### TEXT BLOCK
────────────────────────────────────────

From the principal: Risks to public health

[photo of Principal Woolf]

As this issue of the Review appears, we are marking the centenary of the conclusion of the First World War (commemorated on campus recently by projection of the names of all the 1918 war dead from all countries on to the outside of Grant Hall over a period of two months). But 2018 also marks the centenary of an event that was quite as deadly in its own way, the Spanish influenza epidemic that killed millions worldwide.

Public health has improved considerably over the century since that terrible outbreak, but it remains a major challenge globally, with threats such as Ebola and AIDS wreaking havoc and older diseases such as polio and tuberculosis, once thought eradicated, threatening to return. In Canada, we know of the problems faced by those below the poverty line, especially those living in remote Indigenous communities, where things most of us take for granted, such as proper drinking water and adequate waste removal, can still be out of reach. Even in cities, such events as the Walkerton tragedy of 2000 remind us that public health requires constant vigilance, consistent upgrades to aging infrastructure, and research. And, of course, mental illness has achieved prominence in recent years as a threat just as potent as physical disease, and one that can strike anyone regardless of their location or socio-economic status.

Queen’s is addressing a number of public health issues, from water research to cancer care to mental health. A particular challenge on all university campuses, especially residential ones such as Queen’s, is alcohol abuse. Queen’s is paying close attention to this, too. We have experienced injury and death in recent years stemming from alcohol abuse, and alumni will know that Homecoming, St. Patrick’s Day, and Orientation Week remain particular occasions of concern.

────────────────────────────────────────

### TASK STATEMENT
What comes next in the principal's column on public health risks? Continue it from its final sentence. The records below this point are drawn from a separate source.

────────────────────────────────────────

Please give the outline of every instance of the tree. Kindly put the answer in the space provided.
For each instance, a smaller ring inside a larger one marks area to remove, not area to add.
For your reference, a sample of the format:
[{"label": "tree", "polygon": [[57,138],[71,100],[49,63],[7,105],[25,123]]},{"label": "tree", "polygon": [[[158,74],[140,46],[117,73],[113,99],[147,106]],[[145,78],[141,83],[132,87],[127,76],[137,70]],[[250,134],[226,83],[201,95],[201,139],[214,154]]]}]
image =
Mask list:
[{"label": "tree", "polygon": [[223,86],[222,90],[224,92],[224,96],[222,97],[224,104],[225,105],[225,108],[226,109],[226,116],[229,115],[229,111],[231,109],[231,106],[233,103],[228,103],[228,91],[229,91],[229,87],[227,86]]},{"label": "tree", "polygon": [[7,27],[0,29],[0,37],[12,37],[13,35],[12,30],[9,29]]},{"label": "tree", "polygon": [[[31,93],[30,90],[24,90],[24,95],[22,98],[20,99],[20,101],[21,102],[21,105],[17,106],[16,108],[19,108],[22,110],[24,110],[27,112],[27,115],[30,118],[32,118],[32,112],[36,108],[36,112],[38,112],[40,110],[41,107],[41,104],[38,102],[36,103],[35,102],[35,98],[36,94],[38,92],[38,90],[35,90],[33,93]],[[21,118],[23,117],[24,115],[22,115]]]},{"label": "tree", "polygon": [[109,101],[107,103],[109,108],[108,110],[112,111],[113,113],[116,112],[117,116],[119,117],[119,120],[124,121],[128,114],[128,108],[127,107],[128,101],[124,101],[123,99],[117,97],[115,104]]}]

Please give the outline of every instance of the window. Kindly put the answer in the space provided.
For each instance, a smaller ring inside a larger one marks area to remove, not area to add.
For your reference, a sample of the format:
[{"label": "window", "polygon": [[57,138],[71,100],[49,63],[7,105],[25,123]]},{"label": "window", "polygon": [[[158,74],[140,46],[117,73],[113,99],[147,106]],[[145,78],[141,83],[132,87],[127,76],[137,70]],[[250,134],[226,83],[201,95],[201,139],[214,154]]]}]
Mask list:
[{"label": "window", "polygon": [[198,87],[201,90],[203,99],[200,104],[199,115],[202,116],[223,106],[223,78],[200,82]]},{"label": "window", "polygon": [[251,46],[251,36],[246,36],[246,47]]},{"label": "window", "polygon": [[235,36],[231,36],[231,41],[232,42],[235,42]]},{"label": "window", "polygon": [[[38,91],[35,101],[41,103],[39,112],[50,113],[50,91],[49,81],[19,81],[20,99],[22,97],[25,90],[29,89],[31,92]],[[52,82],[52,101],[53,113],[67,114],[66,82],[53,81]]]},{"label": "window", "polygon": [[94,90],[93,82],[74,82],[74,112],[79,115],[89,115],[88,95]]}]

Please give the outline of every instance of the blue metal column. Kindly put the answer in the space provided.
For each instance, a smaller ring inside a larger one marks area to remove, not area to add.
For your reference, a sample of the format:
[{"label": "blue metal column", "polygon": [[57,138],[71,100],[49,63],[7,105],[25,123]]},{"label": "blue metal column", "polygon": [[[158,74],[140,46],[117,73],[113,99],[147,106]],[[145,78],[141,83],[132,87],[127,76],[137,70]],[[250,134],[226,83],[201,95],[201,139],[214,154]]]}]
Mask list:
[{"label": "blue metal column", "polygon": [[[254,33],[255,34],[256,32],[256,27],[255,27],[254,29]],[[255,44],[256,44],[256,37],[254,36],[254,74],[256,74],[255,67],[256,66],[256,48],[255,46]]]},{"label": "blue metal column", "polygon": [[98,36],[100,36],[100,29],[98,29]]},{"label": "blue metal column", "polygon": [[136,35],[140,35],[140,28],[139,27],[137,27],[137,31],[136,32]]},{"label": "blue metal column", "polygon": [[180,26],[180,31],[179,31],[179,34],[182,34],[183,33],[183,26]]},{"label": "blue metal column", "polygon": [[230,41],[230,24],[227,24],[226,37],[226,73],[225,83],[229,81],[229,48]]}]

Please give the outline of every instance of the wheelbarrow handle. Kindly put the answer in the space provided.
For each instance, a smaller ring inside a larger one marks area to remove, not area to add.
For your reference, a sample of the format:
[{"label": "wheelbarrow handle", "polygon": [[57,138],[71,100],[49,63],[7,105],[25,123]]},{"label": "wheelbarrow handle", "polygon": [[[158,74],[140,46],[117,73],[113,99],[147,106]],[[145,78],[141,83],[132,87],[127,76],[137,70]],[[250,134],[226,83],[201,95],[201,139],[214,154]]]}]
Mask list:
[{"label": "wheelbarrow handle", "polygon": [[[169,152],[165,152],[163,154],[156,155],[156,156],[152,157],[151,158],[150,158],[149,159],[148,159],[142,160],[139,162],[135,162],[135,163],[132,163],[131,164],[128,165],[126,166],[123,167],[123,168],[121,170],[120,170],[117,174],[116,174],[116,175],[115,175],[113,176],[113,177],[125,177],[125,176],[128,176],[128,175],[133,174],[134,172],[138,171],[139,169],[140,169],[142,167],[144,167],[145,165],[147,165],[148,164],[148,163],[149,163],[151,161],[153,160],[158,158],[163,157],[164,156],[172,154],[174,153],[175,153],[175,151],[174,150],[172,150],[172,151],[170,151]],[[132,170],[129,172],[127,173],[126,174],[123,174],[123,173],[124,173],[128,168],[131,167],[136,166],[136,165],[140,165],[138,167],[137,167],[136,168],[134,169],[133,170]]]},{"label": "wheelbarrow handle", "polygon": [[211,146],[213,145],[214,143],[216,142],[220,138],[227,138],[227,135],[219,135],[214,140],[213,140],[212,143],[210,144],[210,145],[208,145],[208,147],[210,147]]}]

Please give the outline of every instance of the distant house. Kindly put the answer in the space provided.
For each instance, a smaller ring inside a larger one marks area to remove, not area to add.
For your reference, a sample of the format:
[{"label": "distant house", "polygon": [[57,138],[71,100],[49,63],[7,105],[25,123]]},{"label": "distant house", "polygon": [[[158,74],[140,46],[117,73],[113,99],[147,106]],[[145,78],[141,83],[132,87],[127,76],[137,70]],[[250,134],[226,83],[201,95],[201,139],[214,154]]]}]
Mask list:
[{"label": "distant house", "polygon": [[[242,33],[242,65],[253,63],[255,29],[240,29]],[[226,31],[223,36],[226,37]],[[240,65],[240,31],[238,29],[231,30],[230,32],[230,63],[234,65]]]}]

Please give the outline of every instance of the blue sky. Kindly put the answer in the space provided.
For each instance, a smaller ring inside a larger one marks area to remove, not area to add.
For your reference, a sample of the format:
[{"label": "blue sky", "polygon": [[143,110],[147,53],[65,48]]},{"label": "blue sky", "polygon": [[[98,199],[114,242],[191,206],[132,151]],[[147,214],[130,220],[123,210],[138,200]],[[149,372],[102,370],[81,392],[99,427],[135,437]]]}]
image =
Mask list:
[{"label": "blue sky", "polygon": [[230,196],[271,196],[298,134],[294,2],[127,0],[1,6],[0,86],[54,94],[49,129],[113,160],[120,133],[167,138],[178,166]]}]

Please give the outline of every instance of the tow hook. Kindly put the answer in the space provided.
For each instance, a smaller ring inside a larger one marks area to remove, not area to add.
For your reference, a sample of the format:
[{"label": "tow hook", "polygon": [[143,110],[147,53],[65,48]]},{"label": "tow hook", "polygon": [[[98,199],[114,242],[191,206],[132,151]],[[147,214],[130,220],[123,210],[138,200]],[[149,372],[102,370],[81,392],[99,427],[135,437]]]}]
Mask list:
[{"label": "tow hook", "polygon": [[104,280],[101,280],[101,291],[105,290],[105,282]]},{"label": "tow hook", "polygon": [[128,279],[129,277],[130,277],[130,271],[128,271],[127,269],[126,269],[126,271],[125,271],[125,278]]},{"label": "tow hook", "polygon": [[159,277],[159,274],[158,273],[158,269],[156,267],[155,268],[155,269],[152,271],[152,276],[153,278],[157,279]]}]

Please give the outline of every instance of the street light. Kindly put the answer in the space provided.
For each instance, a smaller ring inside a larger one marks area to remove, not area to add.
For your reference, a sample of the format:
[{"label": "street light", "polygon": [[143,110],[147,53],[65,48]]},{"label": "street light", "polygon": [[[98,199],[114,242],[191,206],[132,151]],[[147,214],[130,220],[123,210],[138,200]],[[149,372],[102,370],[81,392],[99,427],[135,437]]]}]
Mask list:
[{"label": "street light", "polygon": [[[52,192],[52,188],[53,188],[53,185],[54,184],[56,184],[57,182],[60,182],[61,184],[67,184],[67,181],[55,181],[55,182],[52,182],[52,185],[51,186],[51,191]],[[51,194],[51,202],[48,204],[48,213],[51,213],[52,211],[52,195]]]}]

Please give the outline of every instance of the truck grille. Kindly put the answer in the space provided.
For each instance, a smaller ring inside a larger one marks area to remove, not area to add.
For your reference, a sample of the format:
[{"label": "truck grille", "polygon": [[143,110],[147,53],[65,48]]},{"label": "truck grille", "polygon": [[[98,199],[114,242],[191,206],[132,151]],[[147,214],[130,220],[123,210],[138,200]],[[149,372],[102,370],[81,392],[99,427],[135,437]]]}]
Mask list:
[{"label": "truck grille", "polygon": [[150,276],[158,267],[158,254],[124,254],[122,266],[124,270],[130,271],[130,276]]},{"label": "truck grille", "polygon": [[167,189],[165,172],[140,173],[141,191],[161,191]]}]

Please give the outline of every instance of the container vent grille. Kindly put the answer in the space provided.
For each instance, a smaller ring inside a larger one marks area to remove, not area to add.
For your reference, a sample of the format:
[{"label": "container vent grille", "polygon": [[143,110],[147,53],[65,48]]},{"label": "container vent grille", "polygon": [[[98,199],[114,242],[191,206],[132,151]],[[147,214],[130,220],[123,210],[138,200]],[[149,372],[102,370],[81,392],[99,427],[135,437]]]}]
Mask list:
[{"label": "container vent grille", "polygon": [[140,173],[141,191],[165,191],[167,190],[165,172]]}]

────────────────────────────────────────

### EXPECTED ANSWER
The Queen’s University Alumni Association and University Council, in advance of our most recent Homecoming weekend, put out a joint memo encouraging those returning to campus to set a good example to our students in this regard. University Council also struck a Special Purpose Committee whose report had many useful recommendations on the subject of alcohol, which the university administration is carefully considering. Queen’s is also part of a multi-university initiative intended to reduce the harms related to alcohol consumption on Canadian campuses. (Learn more.)

As of mid-October, we are also confronting the legalization of cannabis and considering whether a more rigorous smoking ban should be enacted on campus. (Learn more.)

We well know that environmental protection, along with food security and poverty, are among the most significant issues that our children will face in coming decades. Risks to public health are also on this worrisome list of global threats. Our alma mater is doing its bit.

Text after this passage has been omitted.